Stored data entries
------------------------------------------------------------------------

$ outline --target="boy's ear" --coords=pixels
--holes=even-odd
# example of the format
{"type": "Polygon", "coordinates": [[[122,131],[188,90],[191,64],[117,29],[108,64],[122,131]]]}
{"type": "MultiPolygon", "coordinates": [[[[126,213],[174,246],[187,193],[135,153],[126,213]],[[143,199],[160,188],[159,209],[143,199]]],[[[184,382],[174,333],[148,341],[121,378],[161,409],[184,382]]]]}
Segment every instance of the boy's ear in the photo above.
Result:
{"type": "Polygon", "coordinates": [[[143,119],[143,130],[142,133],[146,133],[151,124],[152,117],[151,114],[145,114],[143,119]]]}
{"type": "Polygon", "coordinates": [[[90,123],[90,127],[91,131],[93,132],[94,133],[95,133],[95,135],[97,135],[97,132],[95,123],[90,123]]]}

------------------------------------------------------------------------

**EXERCISE BRIEF**
Rewrite the listing above, replacing "boy's ear" with "boy's left ear" and leaving everything else the same.

**FULL ANSWER**
$ outline --target="boy's left ear" --coords=pixels
--holes=even-odd
# example of the format
{"type": "Polygon", "coordinates": [[[122,131],[188,90],[191,64],[117,29],[108,64],[122,131]]]}
{"type": "MultiPolygon", "coordinates": [[[[126,213],[174,246],[187,193],[135,153],[126,213]],[[143,199],[160,188],[159,209],[143,199]]],[[[184,382],[174,333],[148,341],[121,378],[161,409],[184,382]]]]}
Segment every instance of the boy's left ear in the photo above.
Result:
{"type": "Polygon", "coordinates": [[[143,119],[143,130],[142,133],[146,133],[151,124],[152,117],[151,114],[145,114],[143,119]]]}
{"type": "Polygon", "coordinates": [[[90,123],[90,127],[91,131],[93,132],[94,133],[95,133],[95,135],[97,135],[97,132],[95,123],[90,123]]]}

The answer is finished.